Exercise:
Reproduce the following data line for line, leaving out the pictures.

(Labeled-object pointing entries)
= = = = =

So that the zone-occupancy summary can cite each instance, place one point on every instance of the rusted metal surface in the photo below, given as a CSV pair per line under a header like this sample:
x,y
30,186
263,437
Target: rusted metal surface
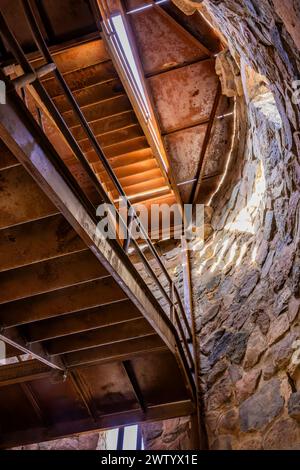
x,y
108,319
196,25
185,146
161,45
185,96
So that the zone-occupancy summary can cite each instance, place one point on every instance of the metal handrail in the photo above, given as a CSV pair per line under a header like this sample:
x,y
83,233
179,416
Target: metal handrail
x,y
58,119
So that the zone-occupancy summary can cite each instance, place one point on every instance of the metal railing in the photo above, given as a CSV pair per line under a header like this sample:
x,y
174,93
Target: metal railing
x,y
31,76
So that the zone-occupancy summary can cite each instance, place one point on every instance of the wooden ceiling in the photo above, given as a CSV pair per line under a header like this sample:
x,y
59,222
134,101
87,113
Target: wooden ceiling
x,y
100,349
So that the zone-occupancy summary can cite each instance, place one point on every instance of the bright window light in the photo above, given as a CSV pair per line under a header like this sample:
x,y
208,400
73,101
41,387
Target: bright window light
x,y
130,435
111,439
130,438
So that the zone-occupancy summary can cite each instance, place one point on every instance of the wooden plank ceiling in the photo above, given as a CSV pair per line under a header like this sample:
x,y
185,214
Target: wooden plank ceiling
x,y
88,356
177,53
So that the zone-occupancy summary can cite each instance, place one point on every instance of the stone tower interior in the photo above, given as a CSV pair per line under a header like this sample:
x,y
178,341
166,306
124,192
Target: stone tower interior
x,y
195,343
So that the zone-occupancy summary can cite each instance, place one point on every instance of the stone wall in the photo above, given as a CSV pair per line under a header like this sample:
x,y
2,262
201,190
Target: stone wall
x,y
246,278
171,434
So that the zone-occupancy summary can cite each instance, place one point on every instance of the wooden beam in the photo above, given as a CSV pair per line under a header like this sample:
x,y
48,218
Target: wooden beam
x,y
122,351
73,57
7,160
152,132
17,185
101,110
154,413
85,320
95,94
61,302
13,337
121,148
86,77
96,338
105,125
71,269
38,241
25,371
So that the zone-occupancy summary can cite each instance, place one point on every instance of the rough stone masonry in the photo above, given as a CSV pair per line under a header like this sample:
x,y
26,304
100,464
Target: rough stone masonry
x,y
246,277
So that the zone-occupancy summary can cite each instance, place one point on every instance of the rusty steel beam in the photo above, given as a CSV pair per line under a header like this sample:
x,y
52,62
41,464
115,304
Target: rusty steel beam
x,y
85,320
18,186
99,337
122,351
47,276
61,302
13,337
25,371
38,241
64,429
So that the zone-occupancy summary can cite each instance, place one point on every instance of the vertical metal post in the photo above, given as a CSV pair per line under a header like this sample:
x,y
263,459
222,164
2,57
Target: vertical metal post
x,y
139,438
120,441
172,306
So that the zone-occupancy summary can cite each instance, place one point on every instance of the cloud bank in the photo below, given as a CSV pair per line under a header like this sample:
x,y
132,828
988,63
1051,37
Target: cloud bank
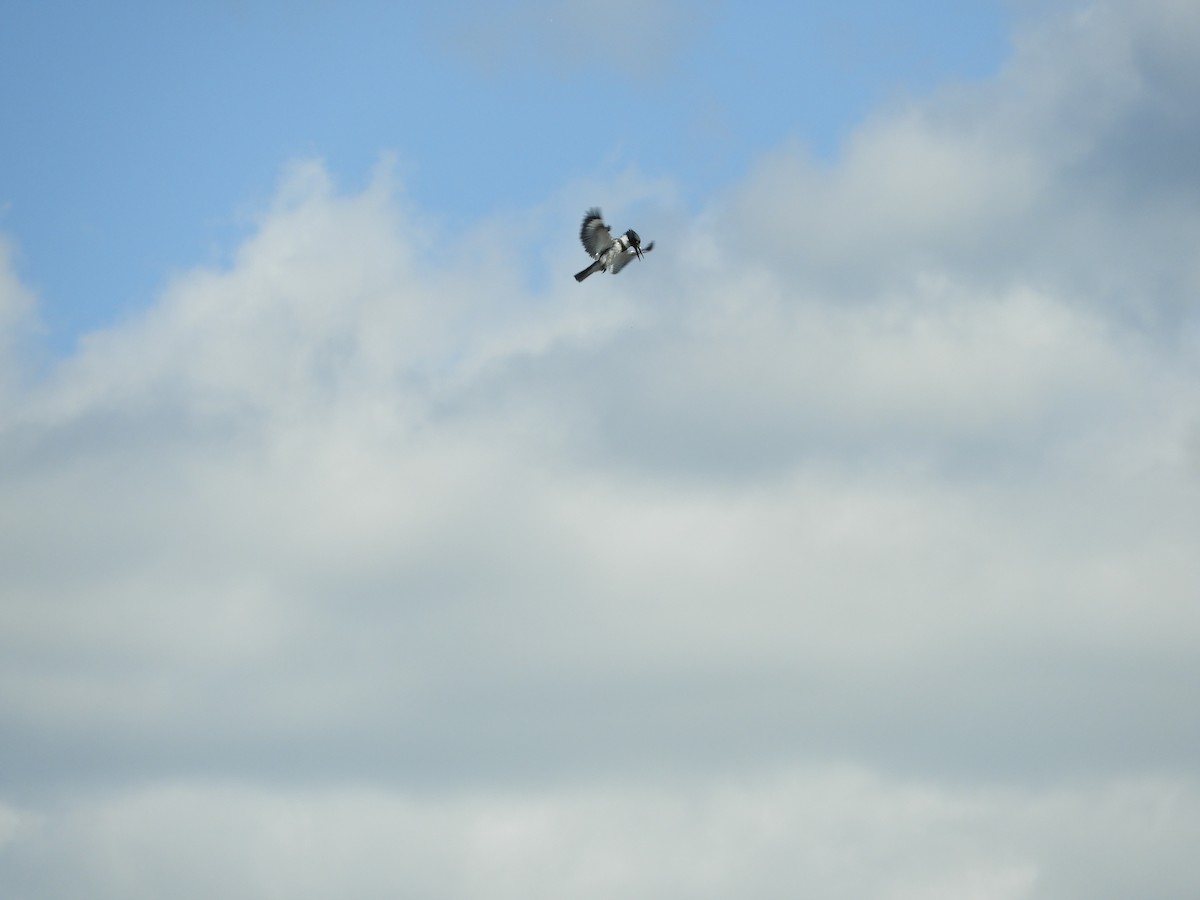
x,y
849,543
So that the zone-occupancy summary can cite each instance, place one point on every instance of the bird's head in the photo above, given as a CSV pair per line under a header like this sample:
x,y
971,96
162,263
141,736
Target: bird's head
x,y
635,241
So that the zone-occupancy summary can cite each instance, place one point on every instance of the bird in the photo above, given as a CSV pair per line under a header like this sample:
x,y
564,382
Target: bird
x,y
609,253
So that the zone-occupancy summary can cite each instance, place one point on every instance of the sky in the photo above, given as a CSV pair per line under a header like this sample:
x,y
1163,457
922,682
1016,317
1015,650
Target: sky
x,y
843,547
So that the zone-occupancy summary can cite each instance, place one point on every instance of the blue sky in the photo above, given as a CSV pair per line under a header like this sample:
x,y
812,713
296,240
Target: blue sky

= = = = =

The solution:
So that the zone-occupancy summary can cite each instance, place one point on every instance of the rusted metal surface in the photo below, given as a CSV pair per line under a header like this sample:
x,y
30,186
263,437
Target: rusted metal surface
x,y
108,319
196,25
185,146
161,45
185,96
So that the zone-occupancy summary can cite each instance, place one point on every instance of the metal handrail in the photo above, given as a CSV pair per line under a header like this sample:
x,y
83,233
179,416
Target: metal handrail
x,y
58,119
So that the zone-occupancy summary can cite each instance, place one point on every instance of the metal railing in the photo above, given as a CSV pair per line under a header like this sample:
x,y
174,93
Target: metal railing
x,y
31,76
So that the zone-occupancy summary can cite each instance, place one point on every instance of the wooden ceiling in the photo above, given as a CSV pair per line under a header like this sample:
x,y
59,222
134,101
87,113
Target: wooden ceiling
x,y
100,349
So that the zone-occupancy summary can cite each instance, place one point on every instance of the bright window light in the photo above, given as a CSV pair per line under a header like this sample:
x,y
208,400
73,101
41,387
Target: bright window light
x,y
130,435
111,439
130,438
So that the zone-occupancy summary can cite each instance, place one point on every instance of the wooden plank ceiling in the photo above, given as a CSV pair per line under a header like this sample:
x,y
185,214
Target: wooden plank ceiling
x,y
88,356
177,53
So that the zone-occupancy summary can cite each instance, place one point on every instance of the stone tower interior in the photo above, given as a CSV pair per line under a header like this sample:
x,y
178,341
166,306
124,192
Target: stone tower interior
x,y
195,343
So that the zone-occupancy summary can cite each instance, place one point on every instance of the stone wall in the photo above, given as a CSV pair per line under a header like this sample:
x,y
2,262
201,190
Target: stone wall
x,y
246,278
171,434
So that the zone-occupancy summary can cite each instance, place one point on every instance of the wooden beam in the photo above, given as a CSV pair per line under a header like this sample:
x,y
48,218
Target: wooden beam
x,y
122,351
73,57
7,160
152,132
17,185
101,110
154,413
85,320
95,94
61,302
13,337
121,148
86,77
96,338
105,125
71,269
38,241
25,371
So that the zone-occupancy summary can cite each instance, place one point on every instance of the rough stone masonry in the photo above, given as a CSV pair per line under a header like this sample:
x,y
26,304
100,464
Target: rough stone masonry
x,y
246,277
So that the zone-occupancy summary can cite each instance, place one point on every instance of the rusty steel beam in the photo above, given as a CSV pair per line under a header like this sample:
x,y
52,62
41,464
115,304
Target: rusty steel beam
x,y
85,320
18,186
99,337
122,351
47,276
61,302
13,337
25,371
38,241
64,429
So that the zone-occupancy summary can cite each instance, place one point on every instance of the vertical metal post in the photo above, given as a CSV pair per line under a header like this sample:
x,y
263,459
222,164
2,57
Target: vertical metal post
x,y
139,438
120,441
172,306
So that the zone-occupancy summary can cite each instance, place one point on every instance of the cloud bank in the photo below, given as a CSV pair per line under a header like this sample:
x,y
132,828
988,63
1051,37
Target: cloud bank
x,y
849,543
So that the zone-occupancy summary can cite each instance, place one point on every instance of the bird's head in the photo above, given as a CSV pair per line under a header like this sample:
x,y
971,96
162,263
141,736
Target: bird's head
x,y
635,241
So that the zone-occupancy summary can cite each instance, place one point on every instance of the bird in the photo above, given as a CSV pair per line under a header like this sample:
x,y
564,382
Target: bird
x,y
609,253
So that the zone-occupancy summary can cite each instance, place one point on every instance of the sky in the photo above, given as a CSV pair per line under a header like this sample:
x,y
1163,457
922,682
1016,317
1015,650
Target: sky
x,y
843,547
So that the zone-occupancy summary can cite each instance, place one point on every instance of the blue sky in the photo above, given as a CSV pair per line under a header like this sample:
x,y
812,713
296,240
Target: blue sky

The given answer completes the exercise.